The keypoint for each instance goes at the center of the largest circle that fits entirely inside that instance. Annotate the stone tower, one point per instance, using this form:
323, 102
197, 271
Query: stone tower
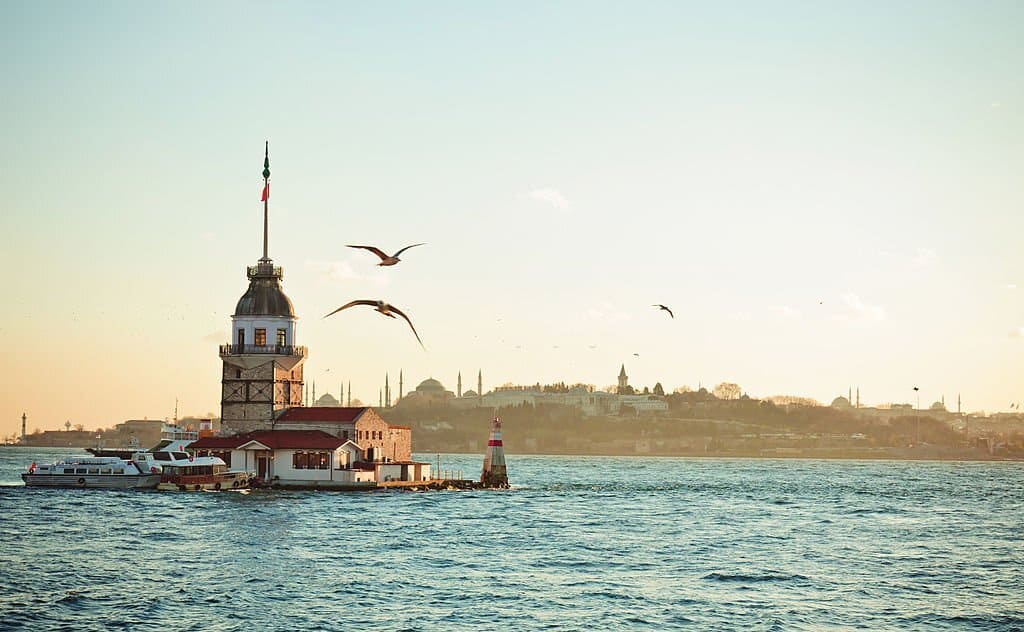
262, 372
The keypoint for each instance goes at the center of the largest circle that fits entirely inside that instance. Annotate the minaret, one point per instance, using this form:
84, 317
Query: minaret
262, 366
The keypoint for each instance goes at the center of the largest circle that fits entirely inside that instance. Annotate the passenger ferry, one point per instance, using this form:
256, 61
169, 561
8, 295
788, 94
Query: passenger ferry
180, 470
105, 472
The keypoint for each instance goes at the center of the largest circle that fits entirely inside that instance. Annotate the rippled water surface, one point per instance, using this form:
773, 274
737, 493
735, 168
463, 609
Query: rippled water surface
579, 543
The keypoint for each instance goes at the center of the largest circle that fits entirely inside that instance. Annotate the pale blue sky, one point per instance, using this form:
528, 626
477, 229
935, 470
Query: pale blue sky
739, 163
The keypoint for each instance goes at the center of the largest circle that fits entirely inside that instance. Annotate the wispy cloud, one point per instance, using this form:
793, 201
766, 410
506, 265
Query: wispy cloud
337, 271
925, 257
551, 197
607, 311
860, 310
786, 312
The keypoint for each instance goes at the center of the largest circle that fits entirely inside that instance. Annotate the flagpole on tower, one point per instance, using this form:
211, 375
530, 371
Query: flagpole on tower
266, 195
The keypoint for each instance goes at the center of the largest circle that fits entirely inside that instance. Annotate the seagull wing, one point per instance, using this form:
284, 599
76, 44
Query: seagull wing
408, 247
352, 304
402, 314
377, 251
660, 306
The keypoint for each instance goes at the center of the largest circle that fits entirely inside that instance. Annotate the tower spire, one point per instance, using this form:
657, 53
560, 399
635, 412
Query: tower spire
266, 196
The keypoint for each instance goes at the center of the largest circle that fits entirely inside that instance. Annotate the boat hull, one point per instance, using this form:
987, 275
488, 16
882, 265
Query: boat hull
199, 482
101, 481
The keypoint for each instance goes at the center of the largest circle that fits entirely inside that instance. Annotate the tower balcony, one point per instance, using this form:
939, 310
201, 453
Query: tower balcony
263, 349
265, 269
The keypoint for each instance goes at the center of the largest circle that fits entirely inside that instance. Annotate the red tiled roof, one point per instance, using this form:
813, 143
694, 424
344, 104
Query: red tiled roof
275, 439
322, 414
210, 443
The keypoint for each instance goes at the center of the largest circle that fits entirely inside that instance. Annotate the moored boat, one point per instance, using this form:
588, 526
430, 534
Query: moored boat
102, 472
182, 471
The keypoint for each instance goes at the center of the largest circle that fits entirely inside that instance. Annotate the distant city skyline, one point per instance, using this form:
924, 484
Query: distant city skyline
825, 197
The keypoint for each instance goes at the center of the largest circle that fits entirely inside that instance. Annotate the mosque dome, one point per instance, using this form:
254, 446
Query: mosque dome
264, 297
841, 403
430, 385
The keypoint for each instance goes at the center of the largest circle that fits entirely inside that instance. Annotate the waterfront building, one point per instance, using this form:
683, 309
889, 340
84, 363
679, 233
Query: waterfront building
265, 424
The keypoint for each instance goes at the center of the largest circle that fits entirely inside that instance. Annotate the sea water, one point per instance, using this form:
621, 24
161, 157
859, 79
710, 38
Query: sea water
579, 543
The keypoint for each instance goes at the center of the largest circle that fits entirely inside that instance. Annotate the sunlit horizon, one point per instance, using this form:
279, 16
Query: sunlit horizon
826, 197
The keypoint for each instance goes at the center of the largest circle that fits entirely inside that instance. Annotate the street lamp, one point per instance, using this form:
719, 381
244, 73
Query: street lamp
916, 416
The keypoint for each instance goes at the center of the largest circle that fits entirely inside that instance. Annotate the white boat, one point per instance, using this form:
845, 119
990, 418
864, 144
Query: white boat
88, 471
182, 471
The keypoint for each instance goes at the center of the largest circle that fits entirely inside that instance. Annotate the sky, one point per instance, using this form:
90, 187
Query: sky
826, 195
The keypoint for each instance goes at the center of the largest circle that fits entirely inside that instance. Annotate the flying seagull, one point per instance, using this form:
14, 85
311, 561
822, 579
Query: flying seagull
386, 259
384, 308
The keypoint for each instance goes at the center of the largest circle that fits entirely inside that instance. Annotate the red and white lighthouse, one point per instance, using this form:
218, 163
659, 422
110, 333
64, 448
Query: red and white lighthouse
495, 474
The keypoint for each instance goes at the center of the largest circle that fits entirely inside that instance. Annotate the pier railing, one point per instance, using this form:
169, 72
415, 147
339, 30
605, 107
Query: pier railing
275, 349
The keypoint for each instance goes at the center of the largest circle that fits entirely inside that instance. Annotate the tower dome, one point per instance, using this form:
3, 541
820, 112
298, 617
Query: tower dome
264, 296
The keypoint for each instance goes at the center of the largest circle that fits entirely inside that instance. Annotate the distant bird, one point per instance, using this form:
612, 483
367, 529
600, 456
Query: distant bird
386, 259
384, 308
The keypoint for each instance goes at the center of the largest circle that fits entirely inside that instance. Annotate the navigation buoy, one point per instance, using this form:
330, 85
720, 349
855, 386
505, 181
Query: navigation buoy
495, 474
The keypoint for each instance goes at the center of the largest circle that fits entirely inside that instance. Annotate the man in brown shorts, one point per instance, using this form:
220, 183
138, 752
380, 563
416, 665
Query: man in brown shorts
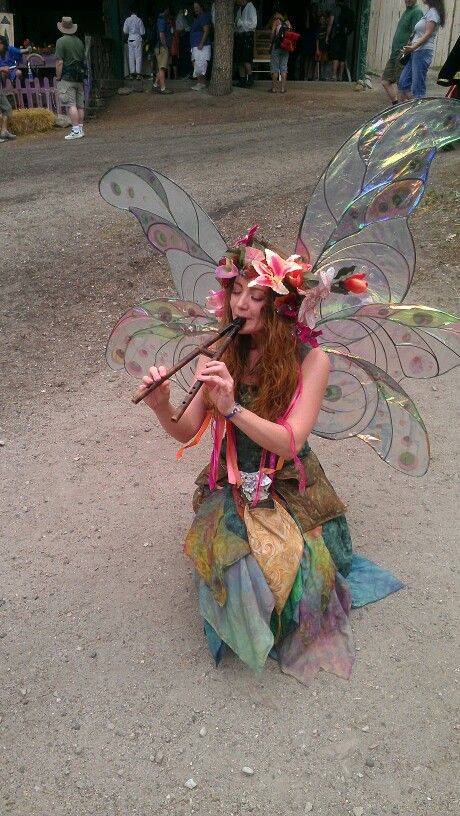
70, 73
391, 73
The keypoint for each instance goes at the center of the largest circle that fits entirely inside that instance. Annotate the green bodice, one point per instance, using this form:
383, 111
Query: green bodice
248, 452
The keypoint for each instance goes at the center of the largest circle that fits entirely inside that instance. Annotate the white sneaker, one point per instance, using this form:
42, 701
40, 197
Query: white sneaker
74, 134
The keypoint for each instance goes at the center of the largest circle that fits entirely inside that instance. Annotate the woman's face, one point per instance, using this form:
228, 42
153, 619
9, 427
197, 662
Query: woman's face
248, 302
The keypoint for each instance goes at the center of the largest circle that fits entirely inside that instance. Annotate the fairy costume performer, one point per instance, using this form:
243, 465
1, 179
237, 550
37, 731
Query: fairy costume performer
269, 541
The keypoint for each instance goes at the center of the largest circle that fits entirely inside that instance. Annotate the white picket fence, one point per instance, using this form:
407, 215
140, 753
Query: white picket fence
37, 93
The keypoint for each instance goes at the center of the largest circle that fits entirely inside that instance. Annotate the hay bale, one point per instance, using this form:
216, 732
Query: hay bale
31, 120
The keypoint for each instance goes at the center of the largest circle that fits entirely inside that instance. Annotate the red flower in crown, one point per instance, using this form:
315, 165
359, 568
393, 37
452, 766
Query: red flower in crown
356, 284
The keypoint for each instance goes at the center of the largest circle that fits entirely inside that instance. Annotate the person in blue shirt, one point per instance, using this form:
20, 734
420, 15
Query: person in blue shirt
163, 39
199, 42
9, 58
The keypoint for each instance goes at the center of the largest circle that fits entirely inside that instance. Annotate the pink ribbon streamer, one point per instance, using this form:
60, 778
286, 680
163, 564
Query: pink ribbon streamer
273, 456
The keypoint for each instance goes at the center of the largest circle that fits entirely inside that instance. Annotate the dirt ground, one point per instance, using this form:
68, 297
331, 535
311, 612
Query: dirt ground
106, 682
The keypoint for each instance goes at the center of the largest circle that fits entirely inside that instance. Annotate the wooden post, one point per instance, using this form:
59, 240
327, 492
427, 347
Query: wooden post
222, 66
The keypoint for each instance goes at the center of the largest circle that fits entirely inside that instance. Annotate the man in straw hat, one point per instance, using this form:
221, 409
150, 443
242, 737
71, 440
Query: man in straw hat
70, 73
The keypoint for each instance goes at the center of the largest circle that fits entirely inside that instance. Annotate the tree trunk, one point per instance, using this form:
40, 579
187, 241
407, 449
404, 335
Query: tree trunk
222, 66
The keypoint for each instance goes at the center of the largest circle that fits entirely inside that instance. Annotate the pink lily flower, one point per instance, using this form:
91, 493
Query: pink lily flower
309, 305
272, 271
247, 238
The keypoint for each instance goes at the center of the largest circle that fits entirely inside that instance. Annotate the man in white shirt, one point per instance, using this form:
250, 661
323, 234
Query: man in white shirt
245, 25
134, 28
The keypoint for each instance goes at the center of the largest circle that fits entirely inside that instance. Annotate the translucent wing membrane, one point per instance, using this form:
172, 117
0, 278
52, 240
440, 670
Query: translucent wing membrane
404, 341
369, 190
362, 400
175, 225
159, 332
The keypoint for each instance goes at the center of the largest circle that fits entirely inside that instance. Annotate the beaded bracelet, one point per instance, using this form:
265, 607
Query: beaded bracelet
236, 409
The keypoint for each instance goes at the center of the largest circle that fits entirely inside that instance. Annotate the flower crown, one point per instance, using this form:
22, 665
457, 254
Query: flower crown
299, 290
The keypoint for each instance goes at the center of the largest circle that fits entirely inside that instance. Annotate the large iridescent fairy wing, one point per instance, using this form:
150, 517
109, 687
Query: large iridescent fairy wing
362, 400
159, 332
357, 215
175, 225
404, 341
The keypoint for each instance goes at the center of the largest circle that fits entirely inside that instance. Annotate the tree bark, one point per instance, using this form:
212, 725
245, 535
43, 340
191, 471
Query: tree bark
222, 66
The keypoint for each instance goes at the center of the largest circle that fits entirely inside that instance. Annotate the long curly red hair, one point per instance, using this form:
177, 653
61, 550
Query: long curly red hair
277, 371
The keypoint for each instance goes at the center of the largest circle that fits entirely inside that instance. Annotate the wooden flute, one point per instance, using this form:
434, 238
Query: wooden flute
229, 332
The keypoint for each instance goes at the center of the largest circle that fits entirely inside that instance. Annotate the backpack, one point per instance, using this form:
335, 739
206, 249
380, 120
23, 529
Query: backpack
278, 38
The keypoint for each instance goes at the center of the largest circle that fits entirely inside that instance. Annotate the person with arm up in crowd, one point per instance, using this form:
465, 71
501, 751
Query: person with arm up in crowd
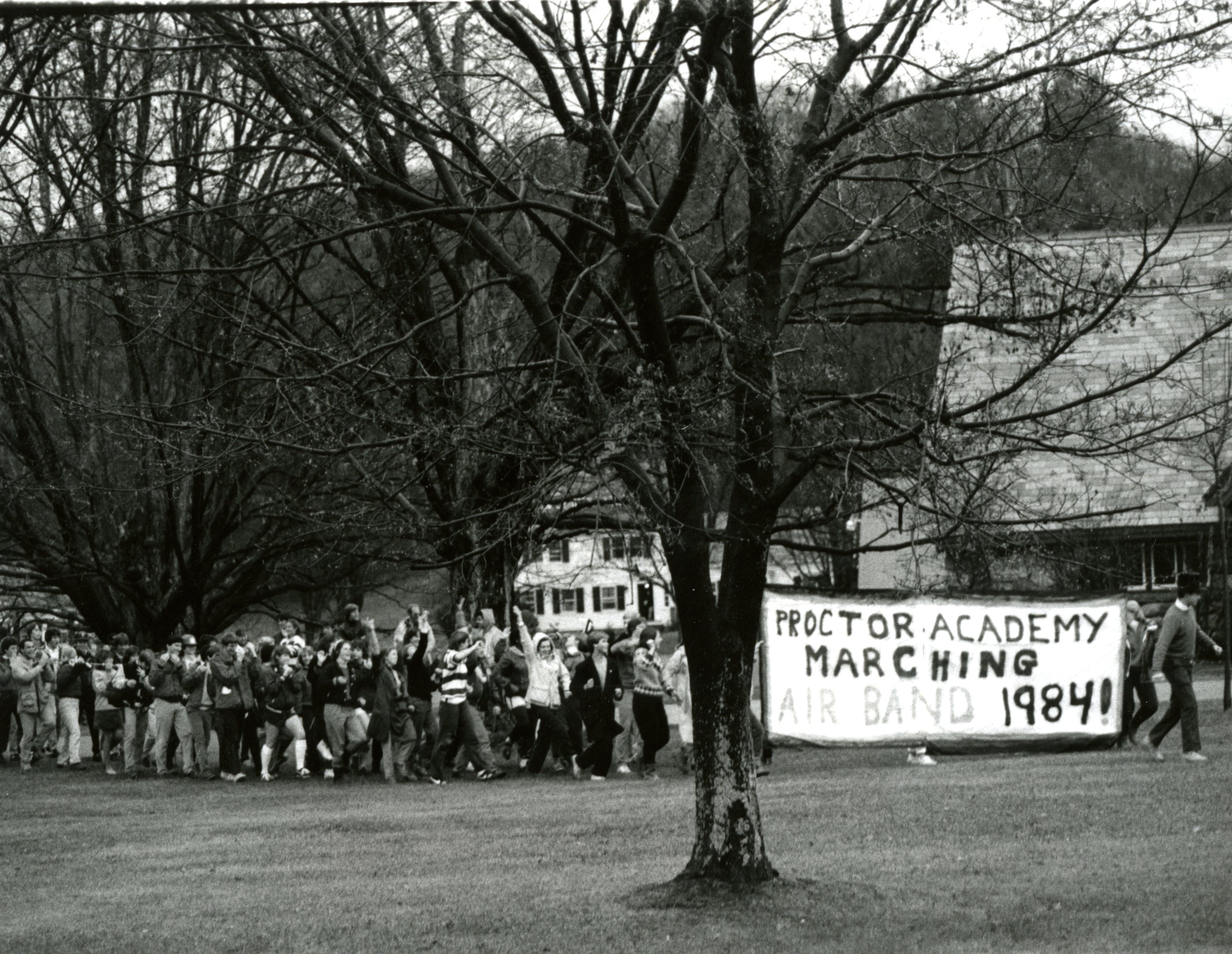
1173, 661
69, 678
27, 670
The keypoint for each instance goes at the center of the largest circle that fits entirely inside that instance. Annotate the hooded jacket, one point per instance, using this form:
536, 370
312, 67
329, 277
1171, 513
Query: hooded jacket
549, 682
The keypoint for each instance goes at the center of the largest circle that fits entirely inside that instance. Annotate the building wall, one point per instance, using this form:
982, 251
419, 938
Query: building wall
1157, 490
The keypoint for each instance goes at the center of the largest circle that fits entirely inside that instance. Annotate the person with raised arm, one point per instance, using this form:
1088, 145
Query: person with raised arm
547, 689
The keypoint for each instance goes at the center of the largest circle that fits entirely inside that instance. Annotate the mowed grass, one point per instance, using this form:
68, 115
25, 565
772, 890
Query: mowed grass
1098, 851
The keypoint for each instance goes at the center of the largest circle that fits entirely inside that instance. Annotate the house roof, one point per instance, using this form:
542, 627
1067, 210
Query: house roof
1147, 469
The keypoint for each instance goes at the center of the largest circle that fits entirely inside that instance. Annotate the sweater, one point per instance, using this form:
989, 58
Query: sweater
549, 682
1178, 638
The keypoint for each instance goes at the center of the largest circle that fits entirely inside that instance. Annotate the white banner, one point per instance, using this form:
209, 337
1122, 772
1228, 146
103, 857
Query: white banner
844, 671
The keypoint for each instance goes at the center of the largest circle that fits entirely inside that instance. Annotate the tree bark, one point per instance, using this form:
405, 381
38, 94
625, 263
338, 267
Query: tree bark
729, 845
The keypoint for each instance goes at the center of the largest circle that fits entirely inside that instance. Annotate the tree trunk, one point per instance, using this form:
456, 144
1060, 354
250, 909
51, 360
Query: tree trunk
729, 845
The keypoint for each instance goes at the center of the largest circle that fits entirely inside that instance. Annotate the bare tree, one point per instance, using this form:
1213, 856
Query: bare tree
667, 213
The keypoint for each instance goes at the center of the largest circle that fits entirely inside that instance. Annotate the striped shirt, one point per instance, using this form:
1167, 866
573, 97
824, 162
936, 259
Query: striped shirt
454, 682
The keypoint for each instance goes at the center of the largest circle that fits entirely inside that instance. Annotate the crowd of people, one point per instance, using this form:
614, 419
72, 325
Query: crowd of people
345, 705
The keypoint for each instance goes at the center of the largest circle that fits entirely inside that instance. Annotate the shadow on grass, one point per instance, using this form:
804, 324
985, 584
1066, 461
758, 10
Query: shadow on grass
780, 899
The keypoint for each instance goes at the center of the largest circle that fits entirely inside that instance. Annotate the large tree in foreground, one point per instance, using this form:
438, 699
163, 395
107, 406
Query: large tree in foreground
685, 210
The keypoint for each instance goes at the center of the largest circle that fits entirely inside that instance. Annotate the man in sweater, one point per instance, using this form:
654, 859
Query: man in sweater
1175, 658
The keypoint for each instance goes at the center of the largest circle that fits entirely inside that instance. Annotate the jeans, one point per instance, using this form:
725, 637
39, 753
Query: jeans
29, 730
136, 728
599, 756
46, 733
425, 730
348, 731
652, 722
552, 729
8, 714
1147, 697
69, 711
201, 724
229, 724
628, 746
1182, 708
169, 715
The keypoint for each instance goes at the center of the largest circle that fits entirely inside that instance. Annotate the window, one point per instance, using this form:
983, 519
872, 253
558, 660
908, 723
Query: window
607, 598
568, 601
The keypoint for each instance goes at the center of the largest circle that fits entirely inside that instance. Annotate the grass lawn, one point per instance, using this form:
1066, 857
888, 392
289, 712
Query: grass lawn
1099, 851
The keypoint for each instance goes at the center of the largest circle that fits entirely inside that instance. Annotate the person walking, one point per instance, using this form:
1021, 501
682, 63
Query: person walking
391, 723
284, 689
109, 718
648, 691
547, 689
27, 671
8, 696
628, 746
1139, 644
169, 713
233, 698
597, 687
1175, 661
675, 673
69, 678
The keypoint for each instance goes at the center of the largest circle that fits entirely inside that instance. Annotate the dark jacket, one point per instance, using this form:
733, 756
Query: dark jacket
419, 677
167, 677
228, 675
597, 700
391, 708
71, 680
513, 675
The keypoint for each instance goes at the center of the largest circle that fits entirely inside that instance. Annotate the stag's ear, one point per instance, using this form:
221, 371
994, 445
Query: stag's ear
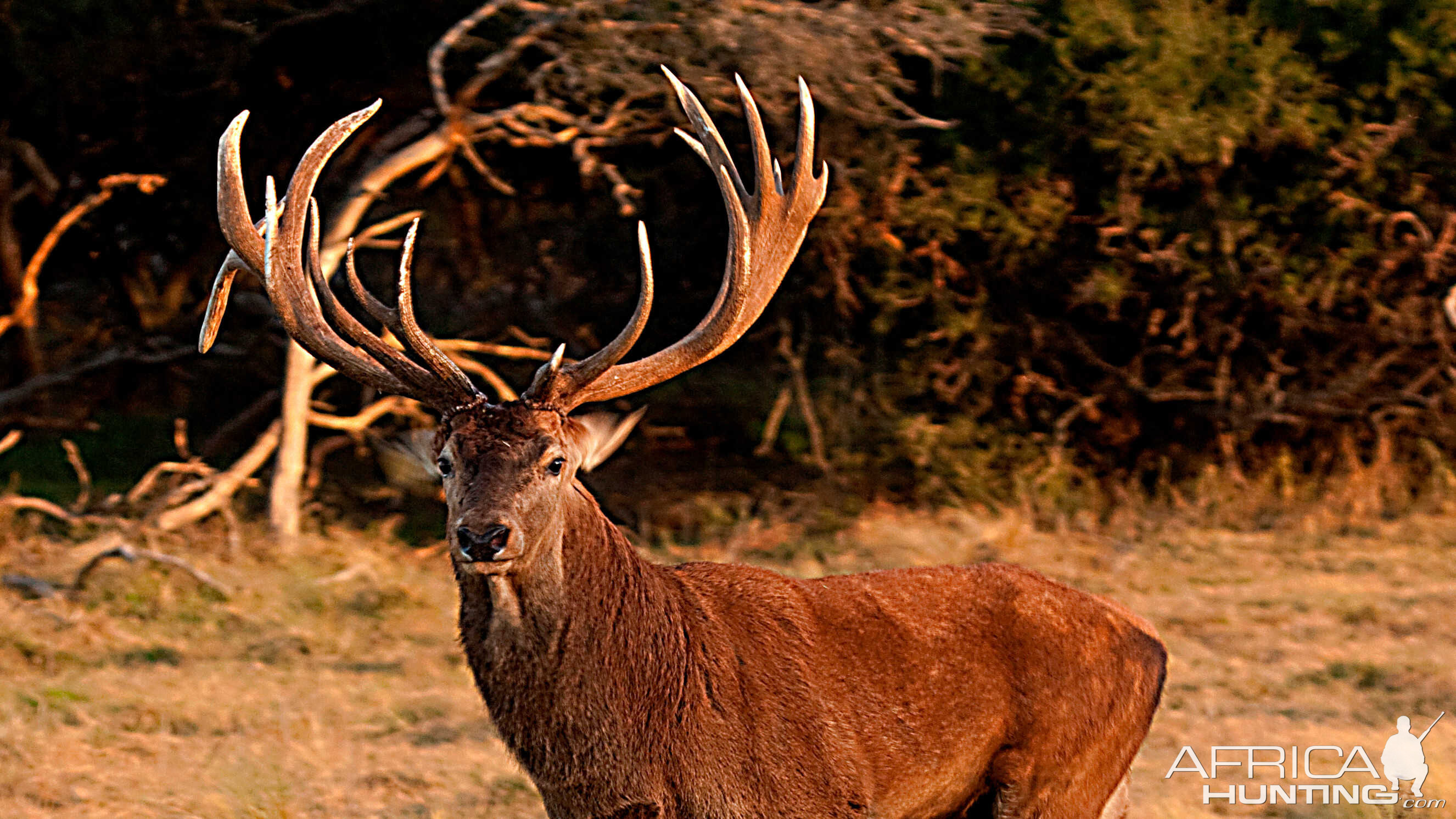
599, 434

+-------+

ASSIGNMENT ▸
Begin at the line that has "Query: large tree in foreground" in the entries above; stop after the line that has "Annotate the grass". Transcribe exactly those lines and no others.

PROBLEM SOLUTION ▸
Query: large tree in foreground
685, 210
The keypoint for each instance goes at the center of the largest circle that fits entirely inside that instance. Annotate the man in sweater, one point per instance, using this form:
654, 859
Query: man in sweater
1175, 658
The keypoint for each instance goes at the center of the largest circle that fits entirely inside that instance. Annotate the jeans, one point per instance, using this form:
725, 637
39, 753
Query: jeans
29, 730
136, 728
599, 756
46, 733
425, 730
348, 731
652, 722
552, 729
8, 714
1147, 697
69, 711
201, 724
229, 724
628, 746
1182, 708
169, 715
The keypoint for each instance goes at the center of the largest circle that fits entirely inside that instance. Annotate the window, one point per instance, using this form:
983, 519
872, 253
558, 660
908, 723
Query: window
607, 598
568, 601
The keypoint for each instance goes at the center of the largest circle that fits entirely inside that instance. Annotate the grass lawn, one point per instance, using this form:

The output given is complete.